╭─ Data for analysis

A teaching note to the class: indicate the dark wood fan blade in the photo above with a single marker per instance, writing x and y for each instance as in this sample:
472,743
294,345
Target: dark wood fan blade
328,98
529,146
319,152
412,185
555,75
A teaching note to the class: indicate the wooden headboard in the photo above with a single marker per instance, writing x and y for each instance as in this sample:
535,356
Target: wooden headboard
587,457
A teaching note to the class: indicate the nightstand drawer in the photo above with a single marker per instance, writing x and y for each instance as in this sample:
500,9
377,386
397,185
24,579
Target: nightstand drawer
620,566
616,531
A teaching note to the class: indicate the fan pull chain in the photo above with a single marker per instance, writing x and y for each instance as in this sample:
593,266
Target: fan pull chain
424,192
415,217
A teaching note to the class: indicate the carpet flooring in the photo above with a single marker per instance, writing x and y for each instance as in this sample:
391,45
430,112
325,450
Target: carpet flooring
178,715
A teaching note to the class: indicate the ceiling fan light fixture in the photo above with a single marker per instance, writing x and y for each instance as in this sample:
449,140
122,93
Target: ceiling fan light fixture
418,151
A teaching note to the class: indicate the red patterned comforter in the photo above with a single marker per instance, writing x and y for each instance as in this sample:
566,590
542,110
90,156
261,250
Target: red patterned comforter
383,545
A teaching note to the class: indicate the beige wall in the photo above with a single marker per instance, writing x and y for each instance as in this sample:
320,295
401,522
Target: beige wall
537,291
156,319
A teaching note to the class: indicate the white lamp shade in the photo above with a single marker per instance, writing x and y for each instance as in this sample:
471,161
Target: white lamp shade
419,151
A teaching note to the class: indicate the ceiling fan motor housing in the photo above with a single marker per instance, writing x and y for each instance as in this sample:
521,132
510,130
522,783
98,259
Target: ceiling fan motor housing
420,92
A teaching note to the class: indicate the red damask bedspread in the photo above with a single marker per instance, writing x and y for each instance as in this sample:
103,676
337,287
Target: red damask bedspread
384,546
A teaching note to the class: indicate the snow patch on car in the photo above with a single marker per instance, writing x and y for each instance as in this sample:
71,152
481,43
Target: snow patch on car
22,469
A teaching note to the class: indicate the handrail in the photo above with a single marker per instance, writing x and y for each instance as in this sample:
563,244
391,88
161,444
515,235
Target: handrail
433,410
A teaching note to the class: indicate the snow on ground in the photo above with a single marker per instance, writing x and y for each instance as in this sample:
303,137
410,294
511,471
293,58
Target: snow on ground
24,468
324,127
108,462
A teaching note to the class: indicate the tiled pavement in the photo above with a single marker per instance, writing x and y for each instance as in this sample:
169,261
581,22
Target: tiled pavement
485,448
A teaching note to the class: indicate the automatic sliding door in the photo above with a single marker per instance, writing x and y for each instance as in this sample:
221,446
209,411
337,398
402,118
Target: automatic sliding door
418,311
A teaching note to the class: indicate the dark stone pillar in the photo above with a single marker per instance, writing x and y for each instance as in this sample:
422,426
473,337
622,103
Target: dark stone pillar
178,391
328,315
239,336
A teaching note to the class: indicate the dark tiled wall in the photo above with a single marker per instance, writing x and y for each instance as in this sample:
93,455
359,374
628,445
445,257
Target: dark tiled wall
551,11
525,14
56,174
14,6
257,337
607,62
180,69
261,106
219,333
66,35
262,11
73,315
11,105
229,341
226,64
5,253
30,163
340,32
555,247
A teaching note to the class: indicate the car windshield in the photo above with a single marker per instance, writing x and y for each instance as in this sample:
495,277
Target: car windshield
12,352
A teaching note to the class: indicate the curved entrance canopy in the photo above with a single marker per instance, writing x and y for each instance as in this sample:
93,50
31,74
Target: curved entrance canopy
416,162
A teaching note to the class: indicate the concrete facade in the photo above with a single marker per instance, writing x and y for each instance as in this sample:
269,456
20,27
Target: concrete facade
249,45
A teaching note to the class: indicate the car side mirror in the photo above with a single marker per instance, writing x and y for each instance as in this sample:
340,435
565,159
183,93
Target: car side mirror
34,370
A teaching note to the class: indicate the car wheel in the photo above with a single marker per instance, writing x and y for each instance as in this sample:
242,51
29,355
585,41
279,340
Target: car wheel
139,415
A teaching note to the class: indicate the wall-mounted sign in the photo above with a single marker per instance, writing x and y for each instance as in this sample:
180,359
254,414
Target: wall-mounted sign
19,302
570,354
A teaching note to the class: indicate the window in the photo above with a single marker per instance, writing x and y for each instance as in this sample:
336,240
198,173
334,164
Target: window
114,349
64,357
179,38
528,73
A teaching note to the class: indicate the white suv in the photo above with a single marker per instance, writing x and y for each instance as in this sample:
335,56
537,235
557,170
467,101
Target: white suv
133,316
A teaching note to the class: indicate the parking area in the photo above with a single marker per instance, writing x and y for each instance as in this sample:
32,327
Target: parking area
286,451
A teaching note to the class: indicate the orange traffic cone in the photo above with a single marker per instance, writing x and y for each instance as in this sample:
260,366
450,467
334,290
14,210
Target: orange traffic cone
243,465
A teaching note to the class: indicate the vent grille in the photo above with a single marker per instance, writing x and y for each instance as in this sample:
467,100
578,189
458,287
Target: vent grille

╰─

> What the exercise asks
Where a line of the data contains "vent", include it in the tally, and answer with the tally alone.

> Solution to this problem
2